● **TASK BRIEF**:
Among the entries, find each line that includes the string "below" and list it.

● **DATA TO USE**:
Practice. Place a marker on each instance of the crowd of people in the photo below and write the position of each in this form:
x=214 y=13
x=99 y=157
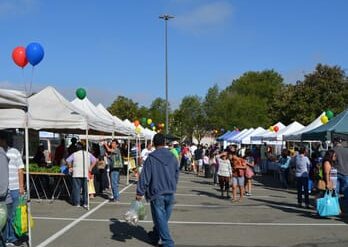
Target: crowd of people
x=232 y=169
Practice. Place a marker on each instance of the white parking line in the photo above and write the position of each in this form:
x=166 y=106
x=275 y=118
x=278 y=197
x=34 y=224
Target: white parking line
x=76 y=221
x=203 y=222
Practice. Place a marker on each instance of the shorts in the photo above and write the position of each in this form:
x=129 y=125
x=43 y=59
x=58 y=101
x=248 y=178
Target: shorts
x=200 y=163
x=238 y=181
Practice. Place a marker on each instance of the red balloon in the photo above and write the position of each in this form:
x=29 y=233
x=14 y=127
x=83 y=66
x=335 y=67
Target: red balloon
x=19 y=57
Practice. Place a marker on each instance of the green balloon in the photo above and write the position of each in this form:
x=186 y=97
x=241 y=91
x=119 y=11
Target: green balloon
x=81 y=93
x=143 y=120
x=329 y=114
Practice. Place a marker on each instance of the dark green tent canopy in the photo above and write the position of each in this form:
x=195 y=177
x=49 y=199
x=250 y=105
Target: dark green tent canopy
x=335 y=128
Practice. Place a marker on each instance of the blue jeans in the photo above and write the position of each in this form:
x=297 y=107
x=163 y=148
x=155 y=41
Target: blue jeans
x=77 y=185
x=161 y=209
x=114 y=175
x=9 y=232
x=302 y=183
x=264 y=166
x=342 y=185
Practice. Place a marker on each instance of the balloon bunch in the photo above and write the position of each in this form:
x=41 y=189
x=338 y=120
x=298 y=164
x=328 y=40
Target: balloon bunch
x=148 y=121
x=33 y=54
x=81 y=93
x=328 y=116
x=274 y=128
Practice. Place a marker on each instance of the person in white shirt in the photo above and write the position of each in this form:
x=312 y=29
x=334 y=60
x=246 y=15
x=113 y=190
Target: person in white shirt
x=224 y=173
x=80 y=165
x=15 y=186
x=146 y=151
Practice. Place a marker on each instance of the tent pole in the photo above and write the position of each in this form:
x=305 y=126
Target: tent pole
x=128 y=153
x=86 y=159
x=27 y=176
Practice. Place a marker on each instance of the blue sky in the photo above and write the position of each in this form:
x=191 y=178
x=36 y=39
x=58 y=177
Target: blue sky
x=117 y=47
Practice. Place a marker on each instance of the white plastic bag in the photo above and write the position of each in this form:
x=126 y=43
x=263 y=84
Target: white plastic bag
x=3 y=215
x=136 y=212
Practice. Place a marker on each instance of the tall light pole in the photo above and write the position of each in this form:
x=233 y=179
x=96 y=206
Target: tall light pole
x=166 y=17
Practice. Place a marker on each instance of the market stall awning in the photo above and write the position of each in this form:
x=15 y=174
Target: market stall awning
x=336 y=127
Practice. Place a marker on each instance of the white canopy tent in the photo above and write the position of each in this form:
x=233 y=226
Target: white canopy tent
x=246 y=139
x=240 y=137
x=296 y=136
x=278 y=136
x=233 y=138
x=11 y=99
x=85 y=107
x=259 y=138
x=117 y=122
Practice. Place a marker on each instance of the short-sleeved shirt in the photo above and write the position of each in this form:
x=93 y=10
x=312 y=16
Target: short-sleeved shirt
x=15 y=163
x=77 y=160
x=302 y=165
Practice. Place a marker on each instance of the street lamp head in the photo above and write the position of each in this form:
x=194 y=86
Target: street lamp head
x=166 y=17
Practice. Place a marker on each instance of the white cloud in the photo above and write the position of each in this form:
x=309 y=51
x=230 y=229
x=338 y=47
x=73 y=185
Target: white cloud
x=204 y=17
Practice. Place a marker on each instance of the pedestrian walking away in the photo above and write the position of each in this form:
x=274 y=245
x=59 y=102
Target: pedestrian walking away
x=157 y=183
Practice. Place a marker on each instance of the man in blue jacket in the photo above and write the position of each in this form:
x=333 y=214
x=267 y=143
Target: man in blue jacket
x=157 y=183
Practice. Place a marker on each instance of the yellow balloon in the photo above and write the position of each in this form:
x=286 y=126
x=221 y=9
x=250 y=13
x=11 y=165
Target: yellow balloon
x=324 y=119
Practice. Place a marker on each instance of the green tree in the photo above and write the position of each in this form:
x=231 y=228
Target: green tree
x=245 y=103
x=123 y=108
x=157 y=110
x=190 y=118
x=325 y=88
x=211 y=105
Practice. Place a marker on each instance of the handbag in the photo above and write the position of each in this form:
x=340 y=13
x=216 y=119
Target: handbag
x=20 y=223
x=249 y=173
x=328 y=205
x=321 y=185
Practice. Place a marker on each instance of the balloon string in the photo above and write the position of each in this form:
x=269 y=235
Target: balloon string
x=31 y=79
x=25 y=83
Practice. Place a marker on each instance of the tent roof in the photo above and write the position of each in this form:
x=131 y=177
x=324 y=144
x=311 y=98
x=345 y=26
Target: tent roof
x=246 y=139
x=88 y=109
x=278 y=136
x=118 y=123
x=336 y=127
x=239 y=138
x=230 y=135
x=265 y=133
x=12 y=99
x=297 y=135
x=233 y=138
x=50 y=110
x=221 y=138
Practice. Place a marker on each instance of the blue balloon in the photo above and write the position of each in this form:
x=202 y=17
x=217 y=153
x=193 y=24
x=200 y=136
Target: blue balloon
x=34 y=53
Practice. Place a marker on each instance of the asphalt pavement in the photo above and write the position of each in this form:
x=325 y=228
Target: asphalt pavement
x=200 y=218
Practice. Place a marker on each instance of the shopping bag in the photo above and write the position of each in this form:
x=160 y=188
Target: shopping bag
x=328 y=205
x=21 y=218
x=136 y=212
x=3 y=214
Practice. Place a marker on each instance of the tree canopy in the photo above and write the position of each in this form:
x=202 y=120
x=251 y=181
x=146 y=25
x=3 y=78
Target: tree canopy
x=257 y=98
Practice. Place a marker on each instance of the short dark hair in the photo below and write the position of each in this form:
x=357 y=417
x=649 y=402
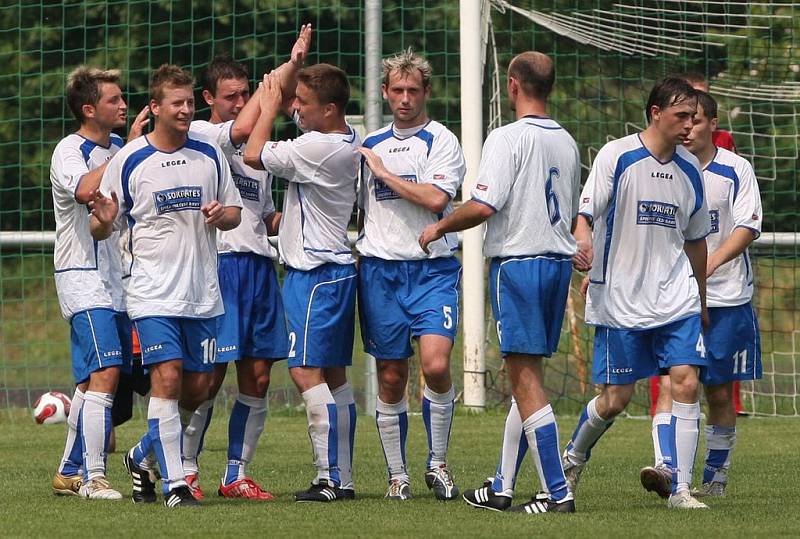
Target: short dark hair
x=222 y=67
x=83 y=87
x=329 y=84
x=535 y=73
x=708 y=103
x=168 y=75
x=669 y=92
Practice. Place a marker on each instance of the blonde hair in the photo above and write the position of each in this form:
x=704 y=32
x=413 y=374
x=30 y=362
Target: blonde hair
x=83 y=87
x=407 y=62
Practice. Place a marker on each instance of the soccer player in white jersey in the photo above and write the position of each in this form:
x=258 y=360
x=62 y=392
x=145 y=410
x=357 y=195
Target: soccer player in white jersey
x=646 y=288
x=732 y=339
x=170 y=192
x=415 y=167
x=252 y=332
x=526 y=191
x=321 y=168
x=87 y=275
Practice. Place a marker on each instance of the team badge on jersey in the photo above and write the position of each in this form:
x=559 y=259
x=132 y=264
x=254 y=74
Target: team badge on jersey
x=653 y=212
x=178 y=199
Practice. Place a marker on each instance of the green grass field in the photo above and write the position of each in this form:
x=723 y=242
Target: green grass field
x=761 y=501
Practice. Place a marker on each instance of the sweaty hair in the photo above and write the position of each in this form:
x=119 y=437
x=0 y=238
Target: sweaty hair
x=407 y=62
x=168 y=75
x=707 y=102
x=534 y=72
x=222 y=67
x=329 y=84
x=83 y=87
x=669 y=92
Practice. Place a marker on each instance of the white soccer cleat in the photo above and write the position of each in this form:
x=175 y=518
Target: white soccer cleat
x=684 y=500
x=99 y=489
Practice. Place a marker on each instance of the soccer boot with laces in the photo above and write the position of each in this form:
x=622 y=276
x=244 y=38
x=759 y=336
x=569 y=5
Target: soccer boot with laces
x=399 y=490
x=180 y=497
x=440 y=481
x=684 y=500
x=144 y=489
x=244 y=488
x=99 y=489
x=320 y=493
x=67 y=485
x=657 y=479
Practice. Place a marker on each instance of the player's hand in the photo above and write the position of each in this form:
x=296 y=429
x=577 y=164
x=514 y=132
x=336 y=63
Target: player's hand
x=582 y=261
x=139 y=123
x=271 y=98
x=102 y=207
x=374 y=163
x=430 y=234
x=214 y=212
x=301 y=46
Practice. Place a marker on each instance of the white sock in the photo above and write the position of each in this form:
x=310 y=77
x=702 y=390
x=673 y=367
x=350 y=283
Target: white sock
x=164 y=423
x=322 y=423
x=244 y=429
x=72 y=459
x=515 y=445
x=346 y=430
x=392 y=422
x=437 y=414
x=96 y=420
x=589 y=430
x=686 y=431
x=542 y=434
x=194 y=431
x=661 y=439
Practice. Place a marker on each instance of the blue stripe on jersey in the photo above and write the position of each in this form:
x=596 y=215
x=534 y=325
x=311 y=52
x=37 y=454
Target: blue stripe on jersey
x=209 y=151
x=374 y=140
x=625 y=161
x=725 y=171
x=694 y=177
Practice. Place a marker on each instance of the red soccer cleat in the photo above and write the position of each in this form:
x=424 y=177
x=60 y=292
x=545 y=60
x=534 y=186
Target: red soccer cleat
x=245 y=488
x=193 y=482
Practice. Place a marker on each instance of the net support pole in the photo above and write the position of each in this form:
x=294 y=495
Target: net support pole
x=472 y=255
x=373 y=116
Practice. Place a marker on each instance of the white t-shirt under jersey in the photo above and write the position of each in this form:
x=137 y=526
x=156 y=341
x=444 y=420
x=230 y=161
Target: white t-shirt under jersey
x=322 y=171
x=255 y=188
x=733 y=201
x=425 y=154
x=530 y=175
x=87 y=273
x=643 y=211
x=169 y=252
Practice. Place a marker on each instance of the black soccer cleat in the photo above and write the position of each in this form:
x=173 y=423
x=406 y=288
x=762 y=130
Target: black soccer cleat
x=486 y=498
x=144 y=489
x=180 y=497
x=322 y=493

● **TASK ANSWER**:
Practice. Place a marker on each instance of the crowd of people in the photo below and write the position of each in this form:
Practice. Place a marker on each instance of the short dark hair in the photo below and write the position of each in this form:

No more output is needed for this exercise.